◆ **Material supplied**

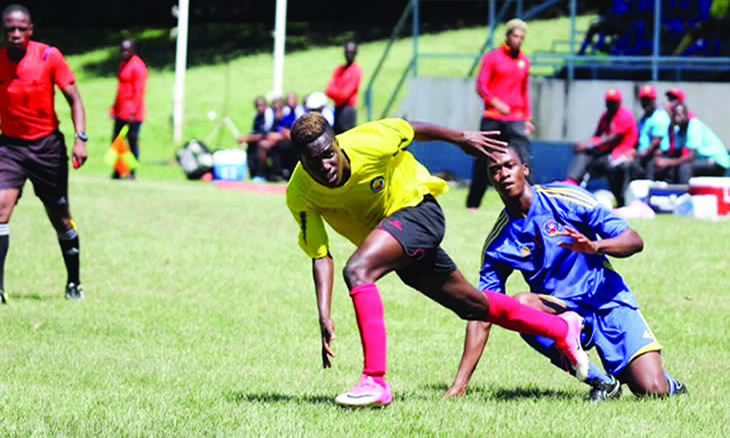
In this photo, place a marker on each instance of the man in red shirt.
(342, 89)
(503, 84)
(609, 151)
(129, 107)
(31, 145)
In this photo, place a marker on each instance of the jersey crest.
(552, 228)
(377, 184)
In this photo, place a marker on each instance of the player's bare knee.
(356, 272)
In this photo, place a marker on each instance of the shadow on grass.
(275, 398)
(505, 394)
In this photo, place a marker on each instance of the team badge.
(377, 184)
(552, 228)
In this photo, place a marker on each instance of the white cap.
(316, 100)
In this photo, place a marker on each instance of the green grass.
(250, 75)
(200, 319)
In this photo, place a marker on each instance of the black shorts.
(43, 161)
(419, 230)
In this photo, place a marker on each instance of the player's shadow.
(505, 394)
(274, 398)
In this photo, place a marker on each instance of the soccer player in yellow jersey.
(373, 192)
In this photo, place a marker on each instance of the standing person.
(31, 145)
(503, 84)
(610, 151)
(559, 238)
(129, 107)
(374, 193)
(342, 89)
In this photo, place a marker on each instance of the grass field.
(200, 319)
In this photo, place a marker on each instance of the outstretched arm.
(71, 93)
(627, 243)
(322, 273)
(471, 142)
(477, 334)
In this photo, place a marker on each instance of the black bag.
(195, 159)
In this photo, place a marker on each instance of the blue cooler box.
(230, 165)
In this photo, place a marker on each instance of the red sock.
(370, 321)
(509, 313)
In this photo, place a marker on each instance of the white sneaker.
(366, 393)
(571, 348)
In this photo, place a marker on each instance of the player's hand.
(327, 328)
(79, 154)
(580, 146)
(661, 162)
(529, 127)
(478, 143)
(455, 391)
(580, 242)
(502, 107)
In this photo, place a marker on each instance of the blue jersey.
(530, 245)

◆ **Your task**
Before duplicating the entries above, strip out the pictures and keep the rest exact.

◆ **Exercise solution**
In this photo, place a marker on each instance of the man in red shirt.
(342, 89)
(503, 84)
(609, 151)
(129, 107)
(31, 145)
In this photo, place a marker on each instance of the jersey crest.
(552, 228)
(377, 184)
In this photo, place a marker on each instance of the player's bare knee.
(356, 272)
In this photo, place a marker on each instance of the shadow on grass.
(275, 398)
(505, 394)
In this photo, place a marker on each instance of the team badge.
(377, 184)
(552, 228)
In this photo, place a marker on each instance of the white cap.
(316, 100)
In this photo, place a marker on each instance of the green grass.
(250, 75)
(200, 319)
In this photo, place a marker on each instance of the black shorts.
(43, 161)
(419, 230)
In this photo, place a marker on each instance of the player's shadow.
(505, 394)
(274, 398)
In this photo, place a marker on each instance of the soccer player in yellow jersey.
(373, 192)
In this photo, place a marker on each instance of the standing person.
(31, 145)
(503, 84)
(610, 151)
(559, 238)
(129, 107)
(374, 193)
(342, 89)
In this photo, place a marker on each instance of the grass field.
(200, 319)
In this photo, place a marker on each instance of the outstretched arm.
(71, 93)
(627, 243)
(322, 273)
(471, 142)
(477, 334)
In this photo, place a marker on each instance of the black bag.
(195, 159)
In this photo, place a marker on each instance of the blue cooler box.
(230, 165)
In this photo, place a marker on each instance of the red sock.
(370, 321)
(509, 313)
In this photo, place a marker on each instance of the white sneaker.
(366, 393)
(571, 348)
In this photo, place a marker on each instance of the player's hand.
(327, 328)
(79, 154)
(580, 146)
(661, 162)
(529, 127)
(478, 143)
(455, 391)
(580, 242)
(502, 107)
In this photo, place a marker on each instance of the blue jersey.
(530, 245)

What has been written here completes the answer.